- Task description:
From the abstract below on anti-scatter grids for abdomen exams, list every field size it gives.

- Page extract:
Quantifying Patient Thickness for Which An Anti-Scatter Grid Is Unnecessary for Digital Radiographic Abdomen Exams
S Fritz*, A Jones, UT MD Anderson Cancer Center, Houston, TXTU-A-218-7 Tuesday 8:00:00 AM - 9:55:00 AM Room: 218
Purpose: Quantitatively determine the patient thickness for which the use of an anti-scatter grid is no longer necessary for digital radiographic (DR) abdomen exams.
Methods: A DR system was used with 100cm SID, 35.5cm x 33cm field size, and 80kVp, typical for adult abdomen exams. The grid ratio and line frequency were 12:1 and 70 lines/cm, respectively. Solid Water® was used as a scatter phantom to simulate abdomens ranging from 5 to 23cm. The scatter to primary ratio (SPR) was measured using the graduated beam stop method for 23cm of phantom, determined to be the average adult abdomen thickness, with an anti-scatter grid. Images were acquired using AEC without beam stops, and the closest fixed mAs compared to the AEC mAs was used to acquire images with the beam stops. SPR was plotted with respect to beam stop diameter and fit to an exponential function. The extrapolated zero diameter SPR, SPR0, was used as the benchmark for determining the phantom thickness for which the same SPR0 was achieved without using a grid. The experiment was repeated using smaller field sizes, 23cm x 30cm and 18cm x 21cm, for thin patients.

- Material provided:
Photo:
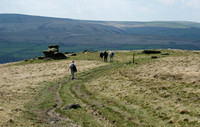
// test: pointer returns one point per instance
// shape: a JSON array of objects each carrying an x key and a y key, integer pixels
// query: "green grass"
[{"x": 142, "y": 108}]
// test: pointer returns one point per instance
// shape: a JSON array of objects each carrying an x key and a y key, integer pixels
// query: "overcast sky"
[{"x": 115, "y": 10}]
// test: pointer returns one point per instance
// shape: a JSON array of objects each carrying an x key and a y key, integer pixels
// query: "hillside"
[
  {"x": 150, "y": 92},
  {"x": 25, "y": 36}
]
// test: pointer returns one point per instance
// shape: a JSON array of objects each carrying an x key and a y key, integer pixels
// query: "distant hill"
[{"x": 25, "y": 36}]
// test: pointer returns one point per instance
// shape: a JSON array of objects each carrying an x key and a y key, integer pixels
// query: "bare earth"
[{"x": 19, "y": 83}]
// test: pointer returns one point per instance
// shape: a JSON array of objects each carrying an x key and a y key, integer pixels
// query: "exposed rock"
[
  {"x": 53, "y": 53},
  {"x": 154, "y": 57},
  {"x": 71, "y": 106},
  {"x": 1, "y": 109},
  {"x": 74, "y": 54},
  {"x": 151, "y": 52}
]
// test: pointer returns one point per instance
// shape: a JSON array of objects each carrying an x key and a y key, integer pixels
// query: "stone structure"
[{"x": 53, "y": 53}]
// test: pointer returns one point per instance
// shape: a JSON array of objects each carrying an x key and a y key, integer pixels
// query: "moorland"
[
  {"x": 149, "y": 92},
  {"x": 24, "y": 36}
]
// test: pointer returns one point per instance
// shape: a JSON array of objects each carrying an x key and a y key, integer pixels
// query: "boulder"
[
  {"x": 151, "y": 52},
  {"x": 71, "y": 106},
  {"x": 165, "y": 53}
]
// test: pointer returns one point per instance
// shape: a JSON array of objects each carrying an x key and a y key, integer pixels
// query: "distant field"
[
  {"x": 162, "y": 92},
  {"x": 11, "y": 52}
]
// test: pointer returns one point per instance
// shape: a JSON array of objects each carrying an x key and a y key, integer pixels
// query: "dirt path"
[
  {"x": 20, "y": 83},
  {"x": 54, "y": 118}
]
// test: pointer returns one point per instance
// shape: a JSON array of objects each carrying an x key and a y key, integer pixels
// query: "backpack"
[{"x": 74, "y": 68}]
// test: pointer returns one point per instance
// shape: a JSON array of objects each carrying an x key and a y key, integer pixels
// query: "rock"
[
  {"x": 71, "y": 106},
  {"x": 165, "y": 53},
  {"x": 184, "y": 111},
  {"x": 40, "y": 58},
  {"x": 151, "y": 52},
  {"x": 1, "y": 109},
  {"x": 154, "y": 57},
  {"x": 74, "y": 54},
  {"x": 85, "y": 51}
]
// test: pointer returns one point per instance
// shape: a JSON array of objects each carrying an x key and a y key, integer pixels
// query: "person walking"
[
  {"x": 101, "y": 56},
  {"x": 105, "y": 56},
  {"x": 111, "y": 56},
  {"x": 73, "y": 69}
]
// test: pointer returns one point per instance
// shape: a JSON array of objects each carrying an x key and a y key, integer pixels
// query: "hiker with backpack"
[
  {"x": 111, "y": 56},
  {"x": 73, "y": 69},
  {"x": 101, "y": 56},
  {"x": 105, "y": 56}
]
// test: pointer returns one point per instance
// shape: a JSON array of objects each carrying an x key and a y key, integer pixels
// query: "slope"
[{"x": 151, "y": 92}]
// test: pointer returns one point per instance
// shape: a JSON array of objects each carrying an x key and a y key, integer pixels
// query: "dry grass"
[
  {"x": 19, "y": 83},
  {"x": 168, "y": 88}
]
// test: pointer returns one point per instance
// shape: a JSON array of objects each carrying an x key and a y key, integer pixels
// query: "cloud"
[
  {"x": 122, "y": 10},
  {"x": 167, "y": 1},
  {"x": 194, "y": 3}
]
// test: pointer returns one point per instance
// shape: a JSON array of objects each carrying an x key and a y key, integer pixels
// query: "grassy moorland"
[
  {"x": 151, "y": 92},
  {"x": 24, "y": 36}
]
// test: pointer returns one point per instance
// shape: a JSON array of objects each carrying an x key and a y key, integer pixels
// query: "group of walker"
[
  {"x": 72, "y": 66},
  {"x": 104, "y": 55}
]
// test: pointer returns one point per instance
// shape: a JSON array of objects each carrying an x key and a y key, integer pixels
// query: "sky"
[{"x": 107, "y": 10}]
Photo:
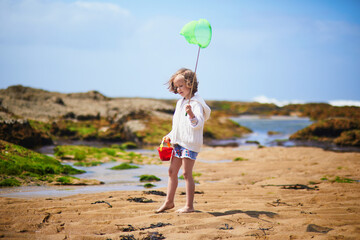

- Solved problem:
35.5cm x 33cm
23cm x 30cm
18cm x 21cm